[Image point annotation entries]

━━━━━━━━━━

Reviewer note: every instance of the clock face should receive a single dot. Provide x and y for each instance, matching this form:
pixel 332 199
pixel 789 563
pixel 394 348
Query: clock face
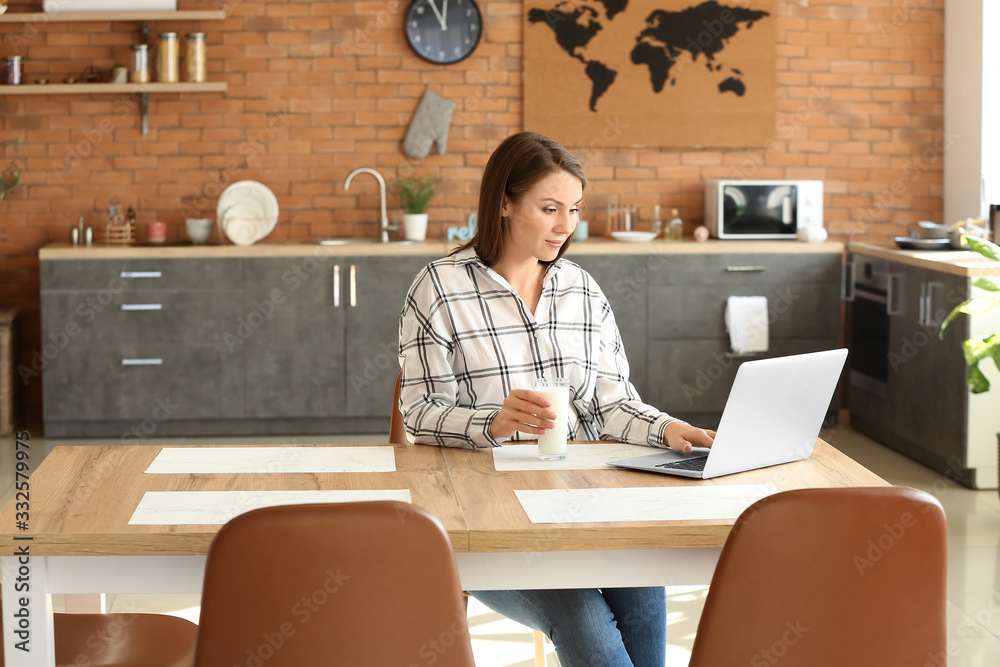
pixel 443 31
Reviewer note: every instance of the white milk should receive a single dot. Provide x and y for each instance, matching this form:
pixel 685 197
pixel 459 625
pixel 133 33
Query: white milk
pixel 552 444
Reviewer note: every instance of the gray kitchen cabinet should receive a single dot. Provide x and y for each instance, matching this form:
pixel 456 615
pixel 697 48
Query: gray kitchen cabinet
pixel 138 343
pixel 293 335
pixel 379 288
pixel 624 279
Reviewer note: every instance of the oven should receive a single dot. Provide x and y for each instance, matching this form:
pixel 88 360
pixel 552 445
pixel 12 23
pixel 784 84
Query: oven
pixel 873 302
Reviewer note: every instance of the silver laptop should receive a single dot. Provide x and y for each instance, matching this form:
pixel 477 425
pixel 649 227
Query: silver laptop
pixel 773 415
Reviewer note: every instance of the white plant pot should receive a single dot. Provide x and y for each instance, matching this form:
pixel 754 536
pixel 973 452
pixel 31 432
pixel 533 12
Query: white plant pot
pixel 415 226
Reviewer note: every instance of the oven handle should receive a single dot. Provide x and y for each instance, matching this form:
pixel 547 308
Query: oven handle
pixel 890 291
pixel 847 286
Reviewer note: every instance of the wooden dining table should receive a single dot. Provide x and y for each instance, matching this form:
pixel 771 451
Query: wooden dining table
pixel 79 538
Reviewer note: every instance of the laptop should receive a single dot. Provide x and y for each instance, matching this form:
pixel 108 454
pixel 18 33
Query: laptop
pixel 774 413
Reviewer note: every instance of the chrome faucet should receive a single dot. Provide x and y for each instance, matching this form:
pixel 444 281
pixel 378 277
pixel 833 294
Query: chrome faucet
pixel 384 226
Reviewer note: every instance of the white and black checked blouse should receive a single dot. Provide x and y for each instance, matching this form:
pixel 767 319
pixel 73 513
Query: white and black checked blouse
pixel 466 340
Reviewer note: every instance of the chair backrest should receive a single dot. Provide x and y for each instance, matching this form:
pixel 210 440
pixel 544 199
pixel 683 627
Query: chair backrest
pixel 397 434
pixel 371 583
pixel 830 577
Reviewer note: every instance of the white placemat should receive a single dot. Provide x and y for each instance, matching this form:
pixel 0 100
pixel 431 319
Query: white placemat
pixel 583 456
pixel 209 460
pixel 163 508
pixel 696 503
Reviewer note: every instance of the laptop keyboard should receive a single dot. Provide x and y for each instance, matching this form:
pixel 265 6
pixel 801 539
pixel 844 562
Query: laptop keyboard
pixel 697 463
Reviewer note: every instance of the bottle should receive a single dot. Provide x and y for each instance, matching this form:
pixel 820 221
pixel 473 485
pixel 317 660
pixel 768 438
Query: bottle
pixel 676 226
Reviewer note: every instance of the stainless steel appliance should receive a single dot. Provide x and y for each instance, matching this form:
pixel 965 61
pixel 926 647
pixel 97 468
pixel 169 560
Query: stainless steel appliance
pixel 761 209
pixel 875 297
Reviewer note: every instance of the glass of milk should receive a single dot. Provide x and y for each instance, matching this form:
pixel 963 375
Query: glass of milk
pixel 552 443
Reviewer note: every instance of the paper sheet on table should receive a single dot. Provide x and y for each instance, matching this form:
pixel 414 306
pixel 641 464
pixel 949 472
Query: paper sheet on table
pixel 208 460
pixel 168 508
pixel 695 503
pixel 583 456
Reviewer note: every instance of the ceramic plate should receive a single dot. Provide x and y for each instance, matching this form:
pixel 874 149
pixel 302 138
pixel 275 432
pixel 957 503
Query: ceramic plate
pixel 906 243
pixel 633 237
pixel 255 197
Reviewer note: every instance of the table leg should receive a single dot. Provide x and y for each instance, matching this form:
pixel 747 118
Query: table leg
pixel 27 612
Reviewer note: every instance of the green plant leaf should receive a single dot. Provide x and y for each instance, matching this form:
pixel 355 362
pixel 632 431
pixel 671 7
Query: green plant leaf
pixel 974 306
pixel 984 247
pixel 987 284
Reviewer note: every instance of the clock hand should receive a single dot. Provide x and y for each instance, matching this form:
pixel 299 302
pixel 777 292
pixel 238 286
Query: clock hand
pixel 438 14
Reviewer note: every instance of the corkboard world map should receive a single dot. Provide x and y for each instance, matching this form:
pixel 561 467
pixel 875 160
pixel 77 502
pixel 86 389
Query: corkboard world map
pixel 650 72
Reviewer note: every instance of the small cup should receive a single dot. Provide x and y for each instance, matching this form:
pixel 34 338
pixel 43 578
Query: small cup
pixel 156 232
pixel 552 443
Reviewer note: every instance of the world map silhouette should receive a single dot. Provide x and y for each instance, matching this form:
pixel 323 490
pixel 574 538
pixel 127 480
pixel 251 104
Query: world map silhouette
pixel 701 32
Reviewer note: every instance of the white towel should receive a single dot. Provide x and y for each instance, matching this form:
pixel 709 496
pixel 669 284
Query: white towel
pixel 746 320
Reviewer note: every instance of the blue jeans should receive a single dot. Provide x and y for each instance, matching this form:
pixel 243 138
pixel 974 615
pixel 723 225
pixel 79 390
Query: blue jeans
pixel 611 627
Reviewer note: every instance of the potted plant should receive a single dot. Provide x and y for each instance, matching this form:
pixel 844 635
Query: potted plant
pixel 11 176
pixel 414 195
pixel 985 347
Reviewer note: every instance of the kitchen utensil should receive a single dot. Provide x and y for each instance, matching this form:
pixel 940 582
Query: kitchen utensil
pixel 633 237
pixel 906 243
pixel 932 230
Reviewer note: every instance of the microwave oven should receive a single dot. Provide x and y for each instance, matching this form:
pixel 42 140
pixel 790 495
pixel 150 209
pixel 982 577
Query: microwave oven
pixel 740 209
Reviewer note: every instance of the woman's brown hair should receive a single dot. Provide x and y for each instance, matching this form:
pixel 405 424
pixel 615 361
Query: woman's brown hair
pixel 516 165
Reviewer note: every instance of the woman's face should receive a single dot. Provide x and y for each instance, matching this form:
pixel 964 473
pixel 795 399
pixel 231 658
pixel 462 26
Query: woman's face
pixel 546 216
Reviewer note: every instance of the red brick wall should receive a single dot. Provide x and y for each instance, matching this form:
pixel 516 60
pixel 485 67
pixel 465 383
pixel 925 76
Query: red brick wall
pixel 317 89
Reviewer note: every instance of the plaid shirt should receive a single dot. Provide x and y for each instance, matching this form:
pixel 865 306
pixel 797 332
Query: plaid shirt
pixel 466 340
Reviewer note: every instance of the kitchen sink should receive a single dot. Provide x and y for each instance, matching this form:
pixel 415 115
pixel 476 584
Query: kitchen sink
pixel 361 241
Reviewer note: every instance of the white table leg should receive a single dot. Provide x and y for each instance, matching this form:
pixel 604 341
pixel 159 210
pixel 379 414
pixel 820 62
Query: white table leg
pixel 27 612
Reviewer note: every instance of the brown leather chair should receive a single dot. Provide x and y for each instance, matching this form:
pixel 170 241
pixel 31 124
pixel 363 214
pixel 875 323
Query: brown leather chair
pixel 397 436
pixel 371 583
pixel 122 640
pixel 827 578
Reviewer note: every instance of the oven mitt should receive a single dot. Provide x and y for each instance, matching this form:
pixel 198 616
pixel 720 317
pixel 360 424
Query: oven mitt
pixel 429 125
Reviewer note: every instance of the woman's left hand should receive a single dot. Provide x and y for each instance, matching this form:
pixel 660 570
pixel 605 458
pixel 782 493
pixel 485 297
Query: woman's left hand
pixel 681 436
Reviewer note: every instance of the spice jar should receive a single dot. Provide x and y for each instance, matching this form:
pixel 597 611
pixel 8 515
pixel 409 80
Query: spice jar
pixel 140 63
pixel 196 57
pixel 14 73
pixel 168 58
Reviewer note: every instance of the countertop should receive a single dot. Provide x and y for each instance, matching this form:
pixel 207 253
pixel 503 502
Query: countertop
pixel 593 246
pixel 964 263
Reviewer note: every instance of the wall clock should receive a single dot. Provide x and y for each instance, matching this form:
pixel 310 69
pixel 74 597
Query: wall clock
pixel 443 31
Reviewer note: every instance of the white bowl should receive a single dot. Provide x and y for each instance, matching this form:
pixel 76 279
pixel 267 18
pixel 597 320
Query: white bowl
pixel 633 237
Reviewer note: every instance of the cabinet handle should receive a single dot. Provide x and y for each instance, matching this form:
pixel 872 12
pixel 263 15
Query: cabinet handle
pixel 889 291
pixel 929 308
pixel 922 317
pixel 850 275
pixel 336 285
pixel 354 287
pixel 142 362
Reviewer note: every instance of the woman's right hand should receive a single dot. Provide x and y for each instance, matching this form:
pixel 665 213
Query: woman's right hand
pixel 523 410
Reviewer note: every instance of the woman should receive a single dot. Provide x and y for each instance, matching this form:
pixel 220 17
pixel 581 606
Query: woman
pixel 478 328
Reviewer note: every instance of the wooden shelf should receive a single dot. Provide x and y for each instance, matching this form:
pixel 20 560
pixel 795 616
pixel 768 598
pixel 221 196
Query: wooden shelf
pixel 43 17
pixel 97 88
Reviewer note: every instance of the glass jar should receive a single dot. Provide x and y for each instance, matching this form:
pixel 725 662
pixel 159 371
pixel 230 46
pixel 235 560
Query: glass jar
pixel 140 63
pixel 14 72
pixel 196 58
pixel 169 56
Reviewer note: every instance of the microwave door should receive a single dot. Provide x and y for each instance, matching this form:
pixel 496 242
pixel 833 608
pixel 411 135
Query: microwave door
pixel 757 210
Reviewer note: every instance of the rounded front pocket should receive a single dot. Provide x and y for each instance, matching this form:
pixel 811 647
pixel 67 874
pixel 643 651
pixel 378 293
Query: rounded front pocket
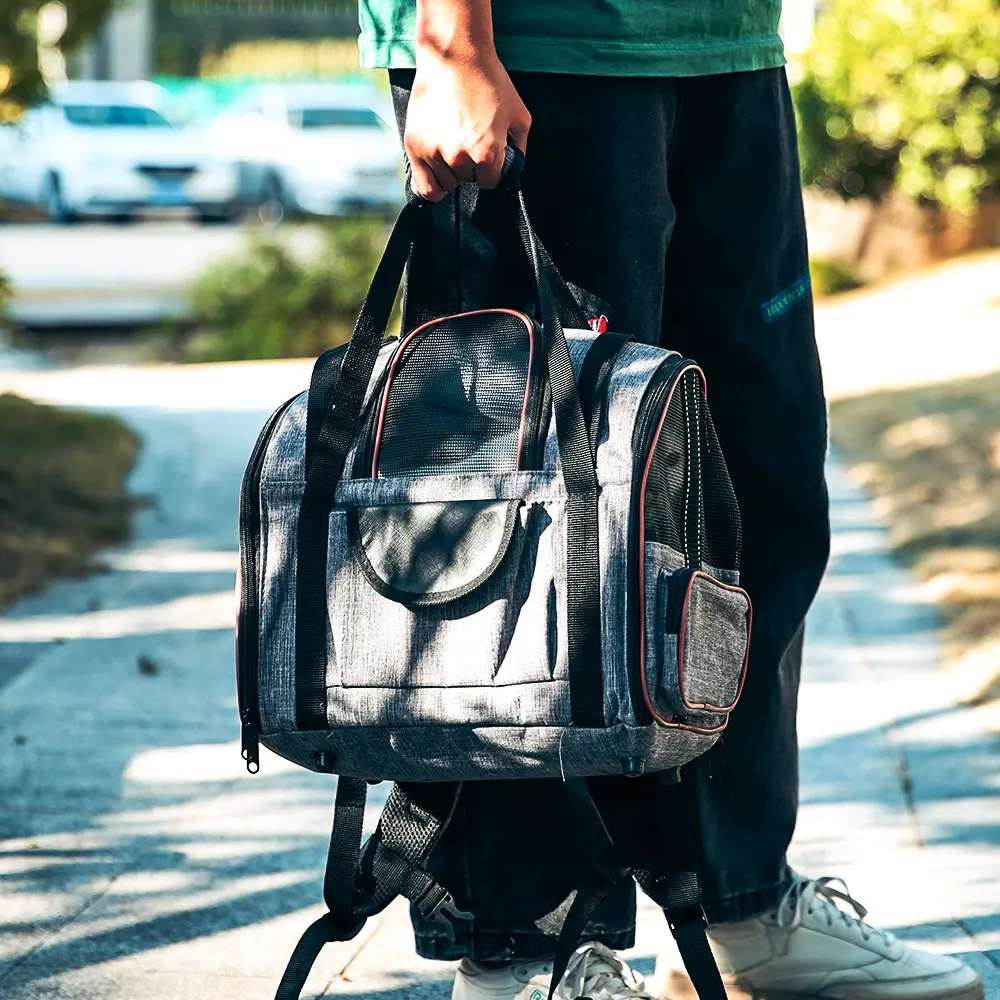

━━━━━━━━━━

Put the lines of the material above into a numbered list, running from the start of the material up to and including the line with "pixel 384 226". Skip any blank lines and leave the pictures out.

1. Reviewer note: every instance of the clock face should receive a single dot. Provide x and y for each instance, matching this form:
2. pixel 332 199
3. pixel 789 563
4. pixel 394 348
5. Query: clock face
6. pixel 443 31
7. Reviewer note: every instance of the white milk should receive a single dot. Provide x and y for each instance, matching this form:
8. pixel 685 197
9. pixel 459 625
10. pixel 133 33
11. Query: white milk
12. pixel 552 444
13. Reviewer note: every instance of the gray kitchen cabinet should receive a single dot. Provide x and y for each instance, matching this form:
14. pixel 456 615
15. pixel 697 48
16. Query: gray kitchen cabinet
17. pixel 138 343
18. pixel 293 335
19. pixel 379 288
20. pixel 624 279
21. Reviewer note: every instance of the oven should receive a single dot. Provide x and y for each instance, matching this form:
22. pixel 88 360
23. pixel 552 445
24. pixel 12 23
25. pixel 784 84
26. Query: oven
27. pixel 873 302
28. Reviewer note: every instance of the silver laptop should receive a single dot. Provide x and y for each instance, matching this form:
29. pixel 477 425
30. pixel 649 227
31. Query: silver laptop
32. pixel 773 415
33. Reviewer note: every instance of the white plant pot should receive a single dot. Provide x and y for each instance, matching this form:
34. pixel 754 536
35. pixel 973 452
36. pixel 31 432
37. pixel 533 12
38. Query: white plant pot
39. pixel 415 226
40. Reviewer note: every instance of the oven handle should receive a single dot. Provide x and y for each instance, matching this form:
41. pixel 547 308
42. Query: oven handle
43. pixel 890 291
44. pixel 847 286
45. Reviewer note: every instance of the wooden dining table should receive a single dot. Provide x and y for each instance, matching this form:
46. pixel 771 451
47. Query: wooden dining table
48. pixel 79 538
49. Reviewer note: every instance of the laptop should receive a single dot. Provide x and y for each instance, matching this form:
50. pixel 108 454
51. pixel 18 33
52. Query: laptop
53. pixel 774 413
54. Reviewer note: every instance of the chrome faucet should receive a single dot. Provide x and y for each instance, matching this form:
55. pixel 444 281
56. pixel 378 277
57. pixel 833 294
58. Query: chrome faucet
59. pixel 384 226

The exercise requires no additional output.